Answer these questions using the passage about planning a Zen temple mystery:
(a) Where does the planned mystery take place?
(b) Instead of a murder, what would the detective have to solve?
(c) For how long did the writer stop writing?

Supplied text:
+--
There it was, the germ of an idea. I’d write a movie about a Westerner who has to confront the reality of death. And that was when the second idea suddenly popped into my head: why not make him a detective?

At last it all clicked: I’d write a mystery that takes place in a Zen temple, in which the detective must solve a koan that can’t be solved with logic or reason or any of the detective’s traditional Western tools. Instead of a murder, he’d have to solve the mystery of death itself.

Deep stuff. But it would also be funny. I’d adapt some traditional Chinese dialogs between Master and Student, which always felt like comedy routines to me anyway…

Student: Help me. Do something. Help me still my mind.

Master: Okay. Give me your mind.

So I started writing, and at first it went well. The characters were interesting, the jokes were working, and the message was…

Hmm. I stopped writing. For nearly four years. Something was missing. I knew I had a great, funny, intellectual idea for a film, but I kept feeling there was something more I could bring to it.
+--
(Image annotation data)
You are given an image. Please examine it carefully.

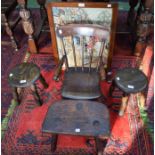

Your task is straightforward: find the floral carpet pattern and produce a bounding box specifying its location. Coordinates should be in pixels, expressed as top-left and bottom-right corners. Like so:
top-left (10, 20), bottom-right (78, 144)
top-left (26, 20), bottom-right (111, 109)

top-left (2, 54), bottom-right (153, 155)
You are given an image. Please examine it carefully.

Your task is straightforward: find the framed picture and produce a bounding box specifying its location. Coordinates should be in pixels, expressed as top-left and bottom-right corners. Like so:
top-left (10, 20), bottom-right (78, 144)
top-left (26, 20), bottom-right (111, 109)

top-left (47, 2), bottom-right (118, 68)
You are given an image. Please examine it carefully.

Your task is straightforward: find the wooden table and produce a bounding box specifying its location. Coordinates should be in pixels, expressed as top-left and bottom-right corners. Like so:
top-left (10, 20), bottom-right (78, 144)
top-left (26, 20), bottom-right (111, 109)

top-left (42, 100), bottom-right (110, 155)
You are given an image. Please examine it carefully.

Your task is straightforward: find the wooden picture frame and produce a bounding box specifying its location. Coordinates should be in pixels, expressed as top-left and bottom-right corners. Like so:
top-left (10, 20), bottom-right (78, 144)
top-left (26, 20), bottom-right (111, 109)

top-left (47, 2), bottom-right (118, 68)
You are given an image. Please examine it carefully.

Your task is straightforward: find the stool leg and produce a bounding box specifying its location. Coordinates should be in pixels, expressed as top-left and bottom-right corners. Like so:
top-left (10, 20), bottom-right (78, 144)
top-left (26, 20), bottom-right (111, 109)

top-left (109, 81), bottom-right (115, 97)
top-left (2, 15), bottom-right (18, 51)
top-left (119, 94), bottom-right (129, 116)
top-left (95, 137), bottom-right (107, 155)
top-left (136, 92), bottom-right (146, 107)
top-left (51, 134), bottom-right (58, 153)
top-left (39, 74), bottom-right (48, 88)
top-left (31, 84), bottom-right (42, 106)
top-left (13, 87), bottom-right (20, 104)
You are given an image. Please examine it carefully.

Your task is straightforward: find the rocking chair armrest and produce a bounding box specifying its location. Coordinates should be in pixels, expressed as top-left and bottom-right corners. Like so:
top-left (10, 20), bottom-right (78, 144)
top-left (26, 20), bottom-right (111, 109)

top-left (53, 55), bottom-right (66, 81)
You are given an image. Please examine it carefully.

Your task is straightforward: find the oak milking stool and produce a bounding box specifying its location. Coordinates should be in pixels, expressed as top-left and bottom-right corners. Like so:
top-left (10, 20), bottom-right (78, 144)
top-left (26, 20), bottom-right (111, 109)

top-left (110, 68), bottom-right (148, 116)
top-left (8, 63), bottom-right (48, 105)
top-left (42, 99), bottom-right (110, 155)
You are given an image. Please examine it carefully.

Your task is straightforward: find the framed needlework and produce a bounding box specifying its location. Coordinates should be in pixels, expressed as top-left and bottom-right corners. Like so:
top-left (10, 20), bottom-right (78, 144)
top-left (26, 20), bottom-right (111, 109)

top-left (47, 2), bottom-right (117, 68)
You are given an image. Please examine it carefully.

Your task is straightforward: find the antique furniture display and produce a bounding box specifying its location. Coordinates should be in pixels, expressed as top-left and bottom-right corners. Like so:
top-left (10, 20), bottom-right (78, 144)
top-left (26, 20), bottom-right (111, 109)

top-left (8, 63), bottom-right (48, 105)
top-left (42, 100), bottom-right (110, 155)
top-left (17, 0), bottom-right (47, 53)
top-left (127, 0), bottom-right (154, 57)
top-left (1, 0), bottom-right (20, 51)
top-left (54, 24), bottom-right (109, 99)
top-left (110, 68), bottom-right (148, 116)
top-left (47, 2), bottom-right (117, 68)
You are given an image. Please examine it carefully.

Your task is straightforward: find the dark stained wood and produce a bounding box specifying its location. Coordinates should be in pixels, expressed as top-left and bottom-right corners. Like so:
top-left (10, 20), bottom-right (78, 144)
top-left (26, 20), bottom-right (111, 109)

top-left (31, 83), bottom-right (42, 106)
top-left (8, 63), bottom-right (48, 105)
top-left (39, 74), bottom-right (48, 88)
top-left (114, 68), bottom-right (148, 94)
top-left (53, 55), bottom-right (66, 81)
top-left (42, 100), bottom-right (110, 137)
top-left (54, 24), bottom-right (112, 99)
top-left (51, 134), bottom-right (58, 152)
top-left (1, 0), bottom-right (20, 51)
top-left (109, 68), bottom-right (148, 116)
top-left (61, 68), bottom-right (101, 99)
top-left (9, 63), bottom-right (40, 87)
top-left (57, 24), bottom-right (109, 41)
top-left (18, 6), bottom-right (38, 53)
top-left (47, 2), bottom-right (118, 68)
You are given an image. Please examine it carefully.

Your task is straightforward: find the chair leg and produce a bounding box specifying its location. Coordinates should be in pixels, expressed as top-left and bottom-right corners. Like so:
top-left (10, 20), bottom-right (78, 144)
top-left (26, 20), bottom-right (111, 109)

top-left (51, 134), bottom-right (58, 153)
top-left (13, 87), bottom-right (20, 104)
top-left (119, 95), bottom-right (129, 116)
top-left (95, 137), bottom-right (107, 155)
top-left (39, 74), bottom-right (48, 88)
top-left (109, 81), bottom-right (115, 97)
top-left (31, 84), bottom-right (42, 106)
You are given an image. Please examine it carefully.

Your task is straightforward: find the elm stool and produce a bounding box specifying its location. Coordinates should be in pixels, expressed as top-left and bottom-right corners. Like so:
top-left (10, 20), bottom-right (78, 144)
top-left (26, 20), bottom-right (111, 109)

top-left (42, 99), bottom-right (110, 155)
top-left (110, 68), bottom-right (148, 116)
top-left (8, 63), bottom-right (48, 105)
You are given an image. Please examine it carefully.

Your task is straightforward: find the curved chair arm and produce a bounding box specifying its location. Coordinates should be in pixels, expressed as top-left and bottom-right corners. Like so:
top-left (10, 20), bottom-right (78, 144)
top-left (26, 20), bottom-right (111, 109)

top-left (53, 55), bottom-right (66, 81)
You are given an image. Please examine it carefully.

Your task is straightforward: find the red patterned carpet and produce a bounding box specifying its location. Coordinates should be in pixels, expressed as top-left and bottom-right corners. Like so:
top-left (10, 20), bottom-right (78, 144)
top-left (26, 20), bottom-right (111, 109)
+--
Answer in full:
(a) In a Zen temple.
(b) The mystery of death itself.
(c) Nearly four years.